Segment Open

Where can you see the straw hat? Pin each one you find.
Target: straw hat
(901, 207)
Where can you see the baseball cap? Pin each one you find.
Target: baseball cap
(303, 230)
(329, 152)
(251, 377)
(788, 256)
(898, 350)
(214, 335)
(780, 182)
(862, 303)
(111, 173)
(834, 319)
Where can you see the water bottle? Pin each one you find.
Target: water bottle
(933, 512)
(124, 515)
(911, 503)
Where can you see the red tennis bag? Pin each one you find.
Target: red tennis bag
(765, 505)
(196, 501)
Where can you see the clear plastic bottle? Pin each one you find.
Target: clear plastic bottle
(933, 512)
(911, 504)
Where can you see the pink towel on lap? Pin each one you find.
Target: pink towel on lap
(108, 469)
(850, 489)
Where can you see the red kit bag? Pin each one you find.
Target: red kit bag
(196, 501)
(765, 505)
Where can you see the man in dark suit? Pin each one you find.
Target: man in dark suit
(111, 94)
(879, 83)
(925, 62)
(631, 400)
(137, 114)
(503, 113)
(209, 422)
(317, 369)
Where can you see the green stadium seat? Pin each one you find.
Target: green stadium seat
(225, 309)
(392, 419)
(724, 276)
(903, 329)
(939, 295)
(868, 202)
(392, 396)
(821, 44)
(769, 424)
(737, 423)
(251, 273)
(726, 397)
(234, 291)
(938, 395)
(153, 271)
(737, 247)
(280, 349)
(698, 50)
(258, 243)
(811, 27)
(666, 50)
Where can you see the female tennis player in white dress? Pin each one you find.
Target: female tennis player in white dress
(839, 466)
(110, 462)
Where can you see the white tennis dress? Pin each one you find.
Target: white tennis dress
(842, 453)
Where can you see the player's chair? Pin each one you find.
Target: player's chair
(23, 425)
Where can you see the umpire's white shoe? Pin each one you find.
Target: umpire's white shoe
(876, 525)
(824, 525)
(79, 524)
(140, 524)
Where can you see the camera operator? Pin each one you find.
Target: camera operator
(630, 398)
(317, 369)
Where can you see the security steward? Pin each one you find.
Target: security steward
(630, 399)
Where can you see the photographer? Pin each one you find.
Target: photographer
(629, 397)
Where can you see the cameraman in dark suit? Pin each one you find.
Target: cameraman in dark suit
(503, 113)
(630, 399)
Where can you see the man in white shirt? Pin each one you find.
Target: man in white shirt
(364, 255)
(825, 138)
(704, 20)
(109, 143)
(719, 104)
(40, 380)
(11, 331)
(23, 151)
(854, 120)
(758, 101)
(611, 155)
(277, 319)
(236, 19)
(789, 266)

Segment Closed

EXERCISE AIM:
Only the lines from the first one of the listing up to and including the line where "Where can you see the security" appears are wanted, reproduced exactly.

EXERCISE RESULT:
Where can you see the straw hat? Pin each one you find.
Target: straw hat
(901, 207)
Where can you see the baseball cap? Pin each one you find.
Target: baseball cap
(303, 230)
(329, 152)
(251, 377)
(788, 256)
(898, 350)
(214, 335)
(780, 182)
(862, 303)
(111, 173)
(834, 319)
Where can you see the water bottle? Pin each one you find.
Target: water bottle
(933, 512)
(124, 515)
(911, 503)
Where can you see the red tennis bag? Pin each one you find.
Target: red tennis bag
(765, 505)
(196, 501)
Where can you see the clear plastic bottle? Pin each one you find.
Target: clear plastic bottle
(933, 512)
(911, 504)
Where can you see the pink towel on lap? Pin each one you find.
Target: pink towel on lap
(108, 469)
(850, 489)
Where can you see the red kit bag? Pin each one you find.
Target: red kit bag
(196, 501)
(765, 505)
Where can you see the man in dark suit? Pin each one you find.
Target: man in dark suit
(111, 94)
(879, 83)
(925, 62)
(631, 400)
(137, 114)
(503, 113)
(209, 422)
(317, 369)
Where can you see the green stadium seat? Pin each one you find.
Target: green stadium seat
(225, 309)
(392, 419)
(724, 276)
(903, 329)
(939, 295)
(868, 202)
(392, 396)
(821, 44)
(769, 424)
(737, 423)
(251, 273)
(726, 397)
(234, 291)
(938, 395)
(153, 271)
(737, 247)
(280, 349)
(698, 50)
(258, 243)
(811, 27)
(666, 50)
Where can you see the female tennis player in white dress? Pin each one you find.
Target: female tennis player in white dress
(839, 466)
(110, 462)
Where can you see the white tennis dress? Pin each one you find.
Target: white tennis dress
(842, 453)
Where can you see the player's chair? Pin each one you find.
Target: player's chair
(23, 425)
Where can you see the umpire's white shoe? Pin each one you find.
Target: umpire's white shoe
(876, 525)
(824, 525)
(79, 524)
(140, 524)
Where can you see the camera operator? Pin each one you find.
Target: camera operator
(630, 398)
(317, 369)
Where can you see the security steward? Pin each one you find.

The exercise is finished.